# [The problem]
Take the line that contains "the red plaid" as the first line and the final line of the records as the last; return exactly those lines and the lines between.

Pointing dataset excerpts:
________

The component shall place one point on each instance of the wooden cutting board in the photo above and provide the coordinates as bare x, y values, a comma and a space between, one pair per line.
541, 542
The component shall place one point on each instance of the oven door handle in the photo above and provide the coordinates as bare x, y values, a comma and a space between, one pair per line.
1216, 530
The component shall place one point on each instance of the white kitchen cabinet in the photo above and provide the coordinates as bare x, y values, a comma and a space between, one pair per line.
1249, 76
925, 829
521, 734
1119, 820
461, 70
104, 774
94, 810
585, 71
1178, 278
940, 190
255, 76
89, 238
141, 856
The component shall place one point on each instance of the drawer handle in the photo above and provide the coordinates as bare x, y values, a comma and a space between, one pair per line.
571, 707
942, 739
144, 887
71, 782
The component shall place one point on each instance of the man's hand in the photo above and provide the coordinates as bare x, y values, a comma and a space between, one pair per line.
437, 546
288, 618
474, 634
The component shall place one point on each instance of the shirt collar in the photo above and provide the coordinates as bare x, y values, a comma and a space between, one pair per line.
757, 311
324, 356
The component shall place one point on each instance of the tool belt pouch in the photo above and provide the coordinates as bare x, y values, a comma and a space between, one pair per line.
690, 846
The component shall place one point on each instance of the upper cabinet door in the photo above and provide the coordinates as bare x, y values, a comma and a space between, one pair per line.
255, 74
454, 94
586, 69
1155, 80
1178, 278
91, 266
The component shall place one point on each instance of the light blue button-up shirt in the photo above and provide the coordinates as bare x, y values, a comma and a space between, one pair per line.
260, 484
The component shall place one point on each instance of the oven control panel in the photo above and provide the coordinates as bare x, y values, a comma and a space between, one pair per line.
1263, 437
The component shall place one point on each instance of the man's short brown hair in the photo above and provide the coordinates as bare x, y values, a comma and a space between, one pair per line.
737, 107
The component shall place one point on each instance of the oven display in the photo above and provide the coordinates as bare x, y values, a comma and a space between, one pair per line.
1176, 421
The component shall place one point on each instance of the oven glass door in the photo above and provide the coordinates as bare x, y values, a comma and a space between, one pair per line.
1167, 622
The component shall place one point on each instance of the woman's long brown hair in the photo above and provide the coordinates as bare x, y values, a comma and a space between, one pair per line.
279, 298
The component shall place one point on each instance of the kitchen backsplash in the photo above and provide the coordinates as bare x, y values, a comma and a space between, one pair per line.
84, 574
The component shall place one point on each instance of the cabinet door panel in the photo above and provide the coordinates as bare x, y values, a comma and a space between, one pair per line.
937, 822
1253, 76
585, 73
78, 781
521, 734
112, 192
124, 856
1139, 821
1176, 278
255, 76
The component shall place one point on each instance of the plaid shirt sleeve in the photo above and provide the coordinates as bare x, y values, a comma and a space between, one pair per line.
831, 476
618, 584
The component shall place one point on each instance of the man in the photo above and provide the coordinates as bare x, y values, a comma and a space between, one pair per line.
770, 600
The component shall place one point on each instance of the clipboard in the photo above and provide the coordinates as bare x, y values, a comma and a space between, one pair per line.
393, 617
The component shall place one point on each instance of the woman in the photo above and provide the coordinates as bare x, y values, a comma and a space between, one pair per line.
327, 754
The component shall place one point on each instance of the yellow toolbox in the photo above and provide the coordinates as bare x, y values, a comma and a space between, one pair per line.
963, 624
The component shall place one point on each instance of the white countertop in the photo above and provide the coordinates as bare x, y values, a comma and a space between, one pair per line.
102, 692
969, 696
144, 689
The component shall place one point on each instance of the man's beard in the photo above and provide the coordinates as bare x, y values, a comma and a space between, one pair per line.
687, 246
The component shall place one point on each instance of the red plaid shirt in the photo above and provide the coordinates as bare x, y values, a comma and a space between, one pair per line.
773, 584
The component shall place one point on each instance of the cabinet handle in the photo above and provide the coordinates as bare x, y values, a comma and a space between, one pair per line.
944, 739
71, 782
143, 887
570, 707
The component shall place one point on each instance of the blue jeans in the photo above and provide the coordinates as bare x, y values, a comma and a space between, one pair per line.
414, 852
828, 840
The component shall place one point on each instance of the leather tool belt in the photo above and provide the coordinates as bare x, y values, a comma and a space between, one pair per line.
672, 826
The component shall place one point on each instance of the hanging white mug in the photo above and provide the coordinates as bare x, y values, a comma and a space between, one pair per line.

________

# [Correct result]
The component shall place one point on each instance of the red plaid shirt in the photo above and provide the coordinates as bare x, y values, a comma and a space between, one pair per line.
773, 584
The component shall place one point on each instance of the cabinet handle in the photo above and provide the coordinates as bare x, y values, a comma and a space between, one pair per line.
944, 739
71, 782
143, 887
570, 707
The component shall place one point on each instance of the blue jeans in the photo above and provide the coordinates as bare x, y values, a comma and a space between, one pair per line.
414, 852
828, 840
The component shall place one point on each instance of the leather tool belt in the photo above and provide the coordinates as bare x, y values, a comma and a space between, one pair per line.
672, 826
The component shall place one point on each instance of the hanging white mug in the photo above and provide the coordinates as bare x, y values, a comma and a space between, one pair per line.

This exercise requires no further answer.